- **Task directions**
"Each instance of the pink" appears in one line; retype that line and all lines following it through the end of the records, with nothing left out or added.
=-=-=-=-=
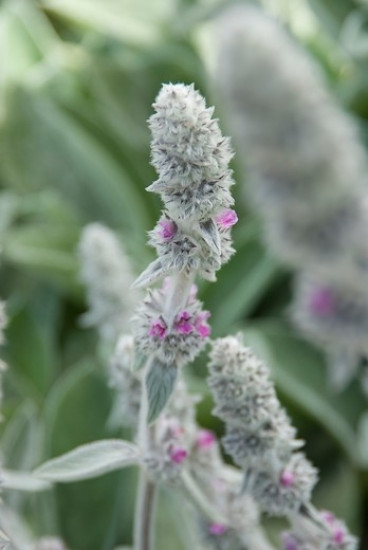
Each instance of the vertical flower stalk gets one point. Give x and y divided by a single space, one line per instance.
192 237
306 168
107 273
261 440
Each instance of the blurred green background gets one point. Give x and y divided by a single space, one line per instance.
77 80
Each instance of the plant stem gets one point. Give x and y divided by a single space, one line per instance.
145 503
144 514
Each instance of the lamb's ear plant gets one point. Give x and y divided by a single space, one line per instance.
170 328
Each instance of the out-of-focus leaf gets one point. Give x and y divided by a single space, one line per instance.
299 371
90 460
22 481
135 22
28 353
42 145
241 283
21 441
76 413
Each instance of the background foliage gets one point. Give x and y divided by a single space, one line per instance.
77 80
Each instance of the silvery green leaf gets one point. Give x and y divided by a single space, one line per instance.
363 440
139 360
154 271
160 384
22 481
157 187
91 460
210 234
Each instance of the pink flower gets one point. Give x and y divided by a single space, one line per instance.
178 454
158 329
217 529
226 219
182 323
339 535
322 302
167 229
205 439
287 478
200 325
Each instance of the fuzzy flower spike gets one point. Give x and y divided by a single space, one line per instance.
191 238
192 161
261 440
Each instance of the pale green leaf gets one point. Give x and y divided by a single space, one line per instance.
=-=-=-=-=
- **Response to the exercise**
Each instance of the pink flower gets one point. Give x and y divided by a single space, one line per instance.
178 454
158 329
217 529
226 219
182 323
339 535
322 302
167 229
205 439
287 478
200 325
Each instance of the fuzzy flower spike gets one point. Give x and y divided by a single space, one line per instance.
191 238
192 161
261 440
Each instance of the pale green leaf gets one point. Give x and y divided by a single space, one line per instance.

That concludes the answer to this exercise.